PROMPT A: Reproduce the records verbatim, starting with the line that contains "snow-covered ground -> masks, each instance" and continuing through the end of the records, including both ends.

>> START EXTRACTED TEXT

Hooper didn’t mean it to belittle the man. It was more that in terms of Test rugby, Kellaway’s six Test matches placed him well into the rookie category.

Yet Kellaway has been around the block. And if his comments in the official Rugby Championship Test match program are anything to go by, he’s not backward in coming forward.

Asked about the so-called ‘Giteau Law’ that places restrictions on which Australians can play for Australia, Kellaway says “the law’s got to be scrapped”.

“If you’re Australian you should be able to play for Australia. That’s regardless of where you’re playing in the world.

“The game’s changing, the world’s changing. If we don’t change with it, we’re going to find ourselves far worse off than we are now.”

(Photo by Getty Images)

Kellaway points to his former team, NSW Waratahs, who didn’t win a game in 2021. He worries that the Wallabies could look like that one day.

>> END EXTRACTED TEXT
>> START SUPPLIED MATERIAL

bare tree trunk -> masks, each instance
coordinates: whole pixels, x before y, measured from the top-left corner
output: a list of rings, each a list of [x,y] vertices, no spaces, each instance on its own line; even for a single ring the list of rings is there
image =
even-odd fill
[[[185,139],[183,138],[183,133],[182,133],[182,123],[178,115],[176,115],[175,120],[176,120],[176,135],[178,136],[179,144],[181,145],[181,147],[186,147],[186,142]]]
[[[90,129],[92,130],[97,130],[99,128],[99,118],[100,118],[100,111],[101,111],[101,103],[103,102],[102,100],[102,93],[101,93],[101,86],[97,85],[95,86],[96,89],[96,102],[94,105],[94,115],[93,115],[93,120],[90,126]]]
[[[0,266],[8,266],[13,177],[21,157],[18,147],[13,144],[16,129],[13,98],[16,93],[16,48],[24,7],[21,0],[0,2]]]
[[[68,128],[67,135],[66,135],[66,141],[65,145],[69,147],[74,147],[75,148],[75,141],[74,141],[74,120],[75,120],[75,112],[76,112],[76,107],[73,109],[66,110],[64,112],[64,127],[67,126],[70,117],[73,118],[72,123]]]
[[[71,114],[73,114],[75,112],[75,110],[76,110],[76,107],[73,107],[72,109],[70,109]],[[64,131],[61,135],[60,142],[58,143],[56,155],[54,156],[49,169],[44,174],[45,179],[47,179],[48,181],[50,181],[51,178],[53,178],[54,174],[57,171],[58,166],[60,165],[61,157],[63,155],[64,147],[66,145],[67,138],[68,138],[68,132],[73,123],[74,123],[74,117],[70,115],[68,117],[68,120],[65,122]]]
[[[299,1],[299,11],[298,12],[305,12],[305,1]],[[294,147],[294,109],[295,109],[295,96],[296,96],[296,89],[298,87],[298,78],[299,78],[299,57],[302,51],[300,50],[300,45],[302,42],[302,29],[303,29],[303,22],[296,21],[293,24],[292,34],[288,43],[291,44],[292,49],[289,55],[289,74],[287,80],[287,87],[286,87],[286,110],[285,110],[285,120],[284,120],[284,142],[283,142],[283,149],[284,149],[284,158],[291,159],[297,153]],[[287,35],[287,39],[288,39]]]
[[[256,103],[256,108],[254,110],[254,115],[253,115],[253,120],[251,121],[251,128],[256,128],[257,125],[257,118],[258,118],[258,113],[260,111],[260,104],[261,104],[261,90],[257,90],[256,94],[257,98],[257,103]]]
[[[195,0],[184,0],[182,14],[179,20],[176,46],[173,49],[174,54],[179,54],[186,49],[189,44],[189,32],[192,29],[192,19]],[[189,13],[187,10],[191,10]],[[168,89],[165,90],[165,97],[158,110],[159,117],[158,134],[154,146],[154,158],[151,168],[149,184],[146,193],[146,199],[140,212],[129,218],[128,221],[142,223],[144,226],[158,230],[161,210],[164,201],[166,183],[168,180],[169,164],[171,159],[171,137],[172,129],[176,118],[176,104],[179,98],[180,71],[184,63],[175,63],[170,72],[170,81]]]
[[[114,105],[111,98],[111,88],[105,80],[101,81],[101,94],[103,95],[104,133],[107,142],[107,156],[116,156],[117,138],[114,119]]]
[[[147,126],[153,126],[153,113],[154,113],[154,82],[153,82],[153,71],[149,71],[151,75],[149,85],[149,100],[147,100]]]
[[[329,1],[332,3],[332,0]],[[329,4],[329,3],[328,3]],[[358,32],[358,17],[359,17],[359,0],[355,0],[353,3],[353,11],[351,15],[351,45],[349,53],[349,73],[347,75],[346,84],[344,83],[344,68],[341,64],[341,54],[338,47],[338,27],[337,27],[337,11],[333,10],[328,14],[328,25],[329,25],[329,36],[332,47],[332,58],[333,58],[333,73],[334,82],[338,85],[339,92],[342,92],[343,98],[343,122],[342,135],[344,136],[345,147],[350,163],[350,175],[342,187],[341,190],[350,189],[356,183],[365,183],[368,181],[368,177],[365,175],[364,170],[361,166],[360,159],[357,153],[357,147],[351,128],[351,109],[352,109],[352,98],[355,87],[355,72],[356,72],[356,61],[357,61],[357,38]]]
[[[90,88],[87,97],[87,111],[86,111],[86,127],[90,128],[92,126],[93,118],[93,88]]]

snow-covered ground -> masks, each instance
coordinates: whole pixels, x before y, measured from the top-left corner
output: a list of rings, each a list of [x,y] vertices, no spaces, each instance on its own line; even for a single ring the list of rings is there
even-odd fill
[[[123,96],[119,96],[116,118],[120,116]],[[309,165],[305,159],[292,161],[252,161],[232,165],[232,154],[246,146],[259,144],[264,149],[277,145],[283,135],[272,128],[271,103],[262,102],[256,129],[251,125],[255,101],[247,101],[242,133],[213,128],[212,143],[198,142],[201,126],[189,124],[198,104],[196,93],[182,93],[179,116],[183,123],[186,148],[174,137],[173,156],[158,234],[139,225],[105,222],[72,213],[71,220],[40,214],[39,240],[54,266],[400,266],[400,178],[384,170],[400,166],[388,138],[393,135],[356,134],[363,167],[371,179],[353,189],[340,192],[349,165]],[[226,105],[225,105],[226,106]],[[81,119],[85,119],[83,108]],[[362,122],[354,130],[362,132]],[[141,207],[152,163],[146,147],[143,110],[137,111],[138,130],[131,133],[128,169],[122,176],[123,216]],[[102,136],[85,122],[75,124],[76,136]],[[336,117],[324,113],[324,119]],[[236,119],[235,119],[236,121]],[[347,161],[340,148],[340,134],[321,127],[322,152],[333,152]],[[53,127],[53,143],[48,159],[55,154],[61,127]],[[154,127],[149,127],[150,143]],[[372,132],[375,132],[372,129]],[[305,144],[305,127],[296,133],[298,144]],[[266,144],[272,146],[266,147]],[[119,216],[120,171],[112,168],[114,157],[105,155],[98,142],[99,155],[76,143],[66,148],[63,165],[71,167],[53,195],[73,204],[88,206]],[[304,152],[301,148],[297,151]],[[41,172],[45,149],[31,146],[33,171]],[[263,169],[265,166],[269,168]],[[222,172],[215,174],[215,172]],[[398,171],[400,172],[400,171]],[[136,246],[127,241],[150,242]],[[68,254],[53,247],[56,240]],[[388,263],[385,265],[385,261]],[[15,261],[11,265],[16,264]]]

>> END SUPPLIED MATERIAL

PROMPT B: Based on the rugby excerpt, state whether each statement below agrees with it, answering yes or no and quoting the deciding words: (i) Kellaway had played six Test matches; (ii) Kellaway's comments appeared in the official Rugby Championship Test match program; (iii) the NSW Waratahs won one game in 2021.

REPLY A:
snow-covered ground -> masks, each instance
coordinates: whole pixels, x before y, measured from the top-left corner
output: a list of rings, each a list of [x,y] vertices, no spaces, each instance on its own line; even for a single ring the list of rings is there
even-odd fill
[[[123,96],[119,96],[116,118],[120,116]],[[309,165],[305,159],[292,161],[252,161],[232,165],[232,154],[246,146],[259,144],[264,149],[277,145],[283,135],[272,128],[271,103],[262,102],[256,129],[251,125],[255,101],[247,101],[242,133],[213,128],[212,143],[198,142],[201,126],[189,124],[198,104],[196,93],[182,93],[179,116],[183,123],[186,148],[174,137],[173,156],[158,234],[139,225],[105,222],[72,213],[71,220],[40,214],[39,240],[54,266],[400,266],[400,178],[384,170],[400,166],[388,138],[393,135],[356,134],[363,167],[371,179],[353,189],[340,192],[349,165]],[[226,105],[225,105],[226,106]],[[81,119],[85,119],[83,108]],[[362,122],[354,130],[362,132]],[[141,207],[152,163],[146,147],[143,110],[137,111],[138,130],[131,133],[128,169],[122,176],[123,216]],[[102,136],[85,122],[75,124],[76,136]],[[336,117],[324,113],[324,119]],[[236,119],[235,119],[236,121]],[[347,161],[340,148],[340,134],[321,127],[322,152],[333,152]],[[53,127],[53,143],[48,159],[55,154],[61,127]],[[154,127],[149,127],[150,143]],[[372,132],[375,132],[372,129]],[[305,144],[305,127],[296,133],[298,144]],[[266,144],[272,146],[266,147]],[[119,216],[120,171],[112,168],[114,157],[105,155],[98,142],[99,155],[76,143],[66,148],[63,165],[71,167],[53,195],[73,204],[88,206]],[[304,152],[301,148],[297,151]],[[41,172],[45,149],[31,146],[33,171]],[[263,169],[265,166],[269,168]],[[222,172],[215,174],[215,172]],[[398,171],[400,172],[400,171]],[[136,246],[127,241],[150,242]],[[68,254],[53,247],[56,240]],[[388,263],[385,265],[385,261]],[[15,261],[11,265],[16,264]]]

REPLY B:
(i) Yes: "Kellaway’s six Test matches placed him well into the rookie category."
(ii) Yes: "his comments in the official Rugby Championship Test match program"
(iii) No: "NSW Waratahs, who didn’t win a game in 2021."